AIM OF THE TASK:
Your answer must be an exact copy of the lines from the one holding "boxes needed: woman's shoulder" through the last line of the entries below, with nothing added.

(Collection entries)
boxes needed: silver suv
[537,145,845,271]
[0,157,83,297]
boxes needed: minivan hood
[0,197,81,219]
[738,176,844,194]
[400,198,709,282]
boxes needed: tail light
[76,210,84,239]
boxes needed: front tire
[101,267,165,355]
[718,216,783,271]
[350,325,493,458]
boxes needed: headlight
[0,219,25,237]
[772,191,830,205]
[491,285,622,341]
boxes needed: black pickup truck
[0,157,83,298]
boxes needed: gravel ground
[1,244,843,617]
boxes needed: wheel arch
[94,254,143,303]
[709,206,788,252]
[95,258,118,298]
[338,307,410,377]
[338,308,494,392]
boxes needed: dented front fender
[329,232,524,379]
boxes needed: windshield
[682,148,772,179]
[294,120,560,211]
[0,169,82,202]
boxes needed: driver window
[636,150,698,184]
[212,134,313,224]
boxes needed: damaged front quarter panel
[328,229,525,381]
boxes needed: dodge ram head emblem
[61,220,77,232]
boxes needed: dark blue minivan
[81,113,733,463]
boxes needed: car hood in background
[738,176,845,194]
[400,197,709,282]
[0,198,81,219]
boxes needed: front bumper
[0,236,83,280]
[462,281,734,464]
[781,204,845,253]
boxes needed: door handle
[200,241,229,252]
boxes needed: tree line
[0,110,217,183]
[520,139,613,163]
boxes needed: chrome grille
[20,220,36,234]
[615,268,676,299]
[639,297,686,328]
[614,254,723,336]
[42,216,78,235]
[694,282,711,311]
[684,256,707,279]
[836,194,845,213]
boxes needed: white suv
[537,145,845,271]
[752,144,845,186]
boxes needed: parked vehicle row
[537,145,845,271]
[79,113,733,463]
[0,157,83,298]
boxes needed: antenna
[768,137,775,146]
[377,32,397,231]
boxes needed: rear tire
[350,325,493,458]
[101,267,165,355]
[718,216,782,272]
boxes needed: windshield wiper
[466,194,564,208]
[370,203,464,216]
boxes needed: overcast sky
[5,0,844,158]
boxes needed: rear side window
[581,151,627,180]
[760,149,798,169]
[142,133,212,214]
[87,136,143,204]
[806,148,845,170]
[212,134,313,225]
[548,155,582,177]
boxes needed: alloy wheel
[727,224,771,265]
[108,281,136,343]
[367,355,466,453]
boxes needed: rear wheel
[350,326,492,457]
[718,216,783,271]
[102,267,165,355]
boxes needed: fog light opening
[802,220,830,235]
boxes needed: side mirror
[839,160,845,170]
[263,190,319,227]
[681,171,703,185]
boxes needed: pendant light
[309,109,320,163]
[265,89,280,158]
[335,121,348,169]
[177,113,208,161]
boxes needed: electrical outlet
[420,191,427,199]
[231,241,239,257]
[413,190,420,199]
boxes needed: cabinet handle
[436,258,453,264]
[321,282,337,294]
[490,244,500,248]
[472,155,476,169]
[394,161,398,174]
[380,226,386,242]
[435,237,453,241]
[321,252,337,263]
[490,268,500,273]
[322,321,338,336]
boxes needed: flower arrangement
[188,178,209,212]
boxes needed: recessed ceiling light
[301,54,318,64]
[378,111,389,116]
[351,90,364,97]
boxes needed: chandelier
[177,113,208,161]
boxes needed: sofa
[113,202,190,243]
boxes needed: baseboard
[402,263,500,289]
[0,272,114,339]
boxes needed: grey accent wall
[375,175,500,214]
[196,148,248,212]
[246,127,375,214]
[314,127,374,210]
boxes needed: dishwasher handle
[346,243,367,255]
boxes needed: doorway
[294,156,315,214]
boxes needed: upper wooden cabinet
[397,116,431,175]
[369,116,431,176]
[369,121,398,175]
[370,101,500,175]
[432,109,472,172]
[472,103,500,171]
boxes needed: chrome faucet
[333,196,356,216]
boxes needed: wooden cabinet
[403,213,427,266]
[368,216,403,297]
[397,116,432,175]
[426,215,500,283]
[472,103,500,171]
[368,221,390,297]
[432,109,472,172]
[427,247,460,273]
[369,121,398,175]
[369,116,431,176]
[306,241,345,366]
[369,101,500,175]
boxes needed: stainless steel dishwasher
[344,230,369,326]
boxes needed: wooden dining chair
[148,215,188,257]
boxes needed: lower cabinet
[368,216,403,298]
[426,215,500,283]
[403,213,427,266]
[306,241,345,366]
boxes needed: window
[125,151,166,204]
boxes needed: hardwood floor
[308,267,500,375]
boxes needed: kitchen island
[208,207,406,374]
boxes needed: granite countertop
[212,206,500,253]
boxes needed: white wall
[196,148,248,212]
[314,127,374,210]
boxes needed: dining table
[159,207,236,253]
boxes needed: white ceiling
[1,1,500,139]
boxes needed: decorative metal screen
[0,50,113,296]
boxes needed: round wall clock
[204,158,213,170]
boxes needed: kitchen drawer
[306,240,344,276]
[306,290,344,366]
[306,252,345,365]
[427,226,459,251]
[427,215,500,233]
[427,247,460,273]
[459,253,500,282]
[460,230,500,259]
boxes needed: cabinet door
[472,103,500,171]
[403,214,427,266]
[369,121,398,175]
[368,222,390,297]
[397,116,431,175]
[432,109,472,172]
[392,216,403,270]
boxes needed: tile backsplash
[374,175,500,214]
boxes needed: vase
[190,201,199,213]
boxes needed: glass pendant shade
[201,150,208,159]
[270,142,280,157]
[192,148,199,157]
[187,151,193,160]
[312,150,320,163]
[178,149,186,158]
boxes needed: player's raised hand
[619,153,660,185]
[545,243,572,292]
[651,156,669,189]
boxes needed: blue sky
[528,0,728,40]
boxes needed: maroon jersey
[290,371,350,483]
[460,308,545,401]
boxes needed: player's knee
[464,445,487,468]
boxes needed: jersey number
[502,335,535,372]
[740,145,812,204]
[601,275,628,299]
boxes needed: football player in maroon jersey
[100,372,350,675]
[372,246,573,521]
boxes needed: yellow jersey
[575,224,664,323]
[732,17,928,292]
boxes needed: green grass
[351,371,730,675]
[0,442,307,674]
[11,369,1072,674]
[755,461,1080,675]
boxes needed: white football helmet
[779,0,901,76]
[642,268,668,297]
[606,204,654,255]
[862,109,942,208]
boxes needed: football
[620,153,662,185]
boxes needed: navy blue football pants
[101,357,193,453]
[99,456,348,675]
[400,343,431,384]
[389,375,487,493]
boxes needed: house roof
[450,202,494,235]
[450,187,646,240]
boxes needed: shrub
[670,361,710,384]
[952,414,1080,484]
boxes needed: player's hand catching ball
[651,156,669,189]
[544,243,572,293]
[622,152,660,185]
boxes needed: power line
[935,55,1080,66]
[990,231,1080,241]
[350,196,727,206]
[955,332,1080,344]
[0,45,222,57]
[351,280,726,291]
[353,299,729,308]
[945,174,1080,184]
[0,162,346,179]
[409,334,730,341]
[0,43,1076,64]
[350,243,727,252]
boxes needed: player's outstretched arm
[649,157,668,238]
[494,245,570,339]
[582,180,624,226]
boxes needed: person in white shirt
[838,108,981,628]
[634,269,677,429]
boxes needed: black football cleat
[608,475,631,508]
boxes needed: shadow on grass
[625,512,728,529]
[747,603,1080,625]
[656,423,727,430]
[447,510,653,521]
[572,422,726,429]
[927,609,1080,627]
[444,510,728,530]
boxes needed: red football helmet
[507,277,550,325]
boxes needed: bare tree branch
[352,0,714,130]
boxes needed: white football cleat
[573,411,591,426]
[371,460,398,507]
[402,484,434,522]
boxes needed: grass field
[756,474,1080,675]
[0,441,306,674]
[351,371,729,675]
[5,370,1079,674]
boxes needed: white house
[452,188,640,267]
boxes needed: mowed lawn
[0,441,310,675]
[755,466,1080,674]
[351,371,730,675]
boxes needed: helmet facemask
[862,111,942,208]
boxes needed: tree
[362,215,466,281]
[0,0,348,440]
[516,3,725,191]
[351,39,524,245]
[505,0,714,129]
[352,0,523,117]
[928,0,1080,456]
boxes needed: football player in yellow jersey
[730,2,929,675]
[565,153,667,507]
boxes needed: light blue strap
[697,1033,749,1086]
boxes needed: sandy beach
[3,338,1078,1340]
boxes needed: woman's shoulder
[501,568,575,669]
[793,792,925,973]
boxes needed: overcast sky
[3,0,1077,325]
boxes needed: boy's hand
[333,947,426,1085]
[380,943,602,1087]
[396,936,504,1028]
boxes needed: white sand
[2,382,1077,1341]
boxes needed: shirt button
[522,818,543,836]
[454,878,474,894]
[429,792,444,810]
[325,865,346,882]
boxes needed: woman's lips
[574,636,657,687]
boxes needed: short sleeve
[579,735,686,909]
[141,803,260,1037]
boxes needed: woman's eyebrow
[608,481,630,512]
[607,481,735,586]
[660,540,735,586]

RESULT FOR THIS EXERCISE:
boxes needed: woman's shoulder
[501,568,575,669]
[793,792,925,973]
boxes needed: overcast sky
[3,0,1077,325]
boxes needed: boy's hand
[333,947,426,1085]
[380,943,602,1087]
[396,936,504,1028]
boxes needed: white sand
[2,382,1077,1341]
boxes needed: shirt button
[522,818,543,836]
[454,878,474,894]
[429,792,444,810]
[325,865,346,882]
boxes needed: woman's lips
[574,636,657,687]
boxes needed: short sleeve
[579,735,686,909]
[141,803,260,1037]
boxes needed: woman's eyebrow
[608,481,630,512]
[607,481,735,586]
[660,540,735,586]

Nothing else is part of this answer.